# Documento de origem:
******************************
«Bisonte» procura acolher uma poética de largo espectro, orçando grandes espaços, ruminando o horizonte, tratando de grandes pinceladas rítmicas. Estilisticamente livre, coopta várias dimensões líricas, formalmente múltiplas, com um certo apetite por poemas longos e 'paisagistas', discursivos e de fundo fôlego. O poema mimetiza o grande quadrúpede e a sua estepe. Subitamente, o grande páramo é engolido no vórtice de uma miniatura, como a flor para o bisonte. É deste modo uma poética de escalas e, se aproximadamente interpretável, trataria do problema da anulação, de um tipo de olhar romântico, natural, pulverizado por blocos colectivos e grandes agremiações unitárias militando contra o individual. Se o poema é um animal não pode dizer nada e a poesia nada diz. E, contudo, é loquaz, um torrencial e irreprimível movimento altíssono condenado paradoxalmente a desaguar num mar tonitruante que estrangula o dito na sua câmara de gritos. Ameaçado de extinção, o poema é o bisonte. E a extinção é, de certo modo, a negação da história.
Daniel Jonas nasceu no Porto, em 1973. É Mestre em Teoria da Literatura pela Universidade de Lisboa com uma dissertação sobre o poeta inglês John Milton, de que resultou a tradução de Paraíso Perdido (Cotovia, 2006).
Além da escrita para teatro, em que se estreou com Nenhures (Cotovia, 2008), publicou seis livros de poemas, entre os quais Nó (Assírio & Alvim, 2014) - vencendo o Grande Prémio de Poesia Teixeira de Pascoaes (2015) - e, mais recentemente, Bisonte (Assírio & Alvim, 2016).
Dedica-se também à tradução, tendo vertido para português textos de Waugh, Huysmans, Pirandello, Auden, Shakespeare e Lowry, entre outros.
******************************
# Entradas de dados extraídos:
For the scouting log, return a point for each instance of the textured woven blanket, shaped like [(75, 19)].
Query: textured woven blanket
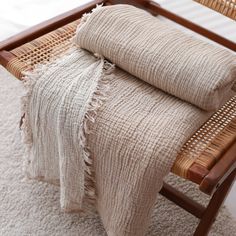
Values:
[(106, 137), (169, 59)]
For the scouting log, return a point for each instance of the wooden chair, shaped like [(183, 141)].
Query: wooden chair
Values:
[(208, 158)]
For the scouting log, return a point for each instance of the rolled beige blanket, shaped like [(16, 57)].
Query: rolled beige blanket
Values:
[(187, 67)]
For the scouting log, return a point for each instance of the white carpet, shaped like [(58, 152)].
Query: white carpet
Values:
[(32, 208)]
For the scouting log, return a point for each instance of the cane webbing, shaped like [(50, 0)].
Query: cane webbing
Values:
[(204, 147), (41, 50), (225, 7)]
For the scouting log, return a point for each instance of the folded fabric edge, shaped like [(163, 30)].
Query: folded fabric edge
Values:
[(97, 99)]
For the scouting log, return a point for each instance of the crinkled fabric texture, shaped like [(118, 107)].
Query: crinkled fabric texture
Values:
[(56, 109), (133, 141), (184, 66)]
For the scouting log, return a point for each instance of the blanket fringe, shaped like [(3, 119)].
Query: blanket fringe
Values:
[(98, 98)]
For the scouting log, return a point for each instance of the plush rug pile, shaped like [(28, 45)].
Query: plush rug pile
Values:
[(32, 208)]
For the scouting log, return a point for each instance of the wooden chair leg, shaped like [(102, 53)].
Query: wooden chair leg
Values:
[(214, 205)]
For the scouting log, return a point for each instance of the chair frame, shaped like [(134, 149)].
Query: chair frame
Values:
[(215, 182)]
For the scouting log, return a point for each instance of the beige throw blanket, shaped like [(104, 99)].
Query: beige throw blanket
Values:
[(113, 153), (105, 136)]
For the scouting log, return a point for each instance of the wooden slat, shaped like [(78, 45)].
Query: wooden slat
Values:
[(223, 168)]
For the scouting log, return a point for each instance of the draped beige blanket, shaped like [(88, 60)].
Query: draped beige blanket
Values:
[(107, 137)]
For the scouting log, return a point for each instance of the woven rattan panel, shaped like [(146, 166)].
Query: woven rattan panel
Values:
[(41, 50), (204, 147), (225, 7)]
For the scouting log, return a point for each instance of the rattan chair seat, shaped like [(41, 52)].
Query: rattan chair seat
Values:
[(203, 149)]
******************************
# Tarefas a realizar:
- A) Segundo o texto sobre o livro Bisonte, que prémio venceu o livro Nó e em que ano?
- B) Prolongue o texto sobre o livro Bisonte a partir da última frase apresentada.
A listagem não é necessária para estas tarefas.

# Respostas por tarefa:
- A) Venceu o Grande Prémio de Poesia Teixeira de Pascoaes, em 2015.

- B)
No intervalo de Beckett, esse mago que acelera e desacelera, abri este Bisonte sem expectativa. Minutos depois, a constatação óbvia de estar na presença de um poeta de excepção. Em abono da verdade, quantos ousam escrever (com sucesso) a História de uma genealogia num poema de nove palavras? [«Esta camisa / perfeitamente passada / pelas rugas / da minha mãe.»] Poucos, seguramente.
"Tudo te pensa e te pesa e te diz estás em toda a parte és meu centro e circunferência e mergulhas na terra como um texugo mergulha no mel e no vidro vibra brande o vento e és de repente todas as coisas que me sejam o vinho pernoitando no carvalho o lobo medindo o seu colmilho contra a lua
Se me faltasses pediria ao mundo a noite eterna o músculo atrofiando-me os braços a lenta tarde sobre as janelas o caldo solitário a mala ali parada ganhando o musgo de móvel líquenes descendo-me sobre os olhos e os ponteiros navalhas sobre o tempo a oxidação da faca embotada falhando resvalando sobre a laranja"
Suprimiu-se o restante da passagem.